__PROVIDED DATA__:
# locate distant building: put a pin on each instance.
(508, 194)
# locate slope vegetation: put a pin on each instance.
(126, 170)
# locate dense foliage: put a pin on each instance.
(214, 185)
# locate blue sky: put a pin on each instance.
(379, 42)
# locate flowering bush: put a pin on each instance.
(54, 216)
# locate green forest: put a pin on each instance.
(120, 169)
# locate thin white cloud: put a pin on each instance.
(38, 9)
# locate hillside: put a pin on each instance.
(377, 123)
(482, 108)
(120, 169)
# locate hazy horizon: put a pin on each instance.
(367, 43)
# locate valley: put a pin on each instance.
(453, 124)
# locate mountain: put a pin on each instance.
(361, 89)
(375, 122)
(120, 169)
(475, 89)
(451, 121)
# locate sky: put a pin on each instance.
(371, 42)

__WHAT IS BEING ASKED__: Output all of the material above as a JSON list of strings, with one string per line and any blank lines left out.

__RESULT OF THIS EXERCISE__:
[
  "# locate distant building: put a pin on each instance.",
  "(508, 194)",
  "# locate slope vegetation: put a pin on each instance.",
  "(126, 170)",
  "# locate dense foliage: put a pin on each instance.",
  "(214, 185)",
  "# locate blue sky: put a pin on each instance.",
  "(379, 42)",
  "# locate flowering bush: put a pin on each instance.",
  "(54, 216)",
  "# locate green forest: put a pin on each instance.",
  "(120, 169)",
  "# locate thin white cloud: put a pin on each instance.",
  "(38, 9)",
  "# locate hillside: put a pin on each instance.",
  "(377, 123)",
  "(482, 108)",
  "(120, 169)",
  "# locate hazy horizon: put a pin on each instance.",
  "(367, 43)",
  "# locate valley: put a pin on each instance.",
  "(453, 124)",
  "# locate mountain: put a pin on each instance.",
  "(361, 89)",
  "(375, 122)",
  "(120, 169)",
  "(475, 89)",
  "(451, 121)",
  "# locate sky: put a pin on each instance.",
  "(371, 42)"
]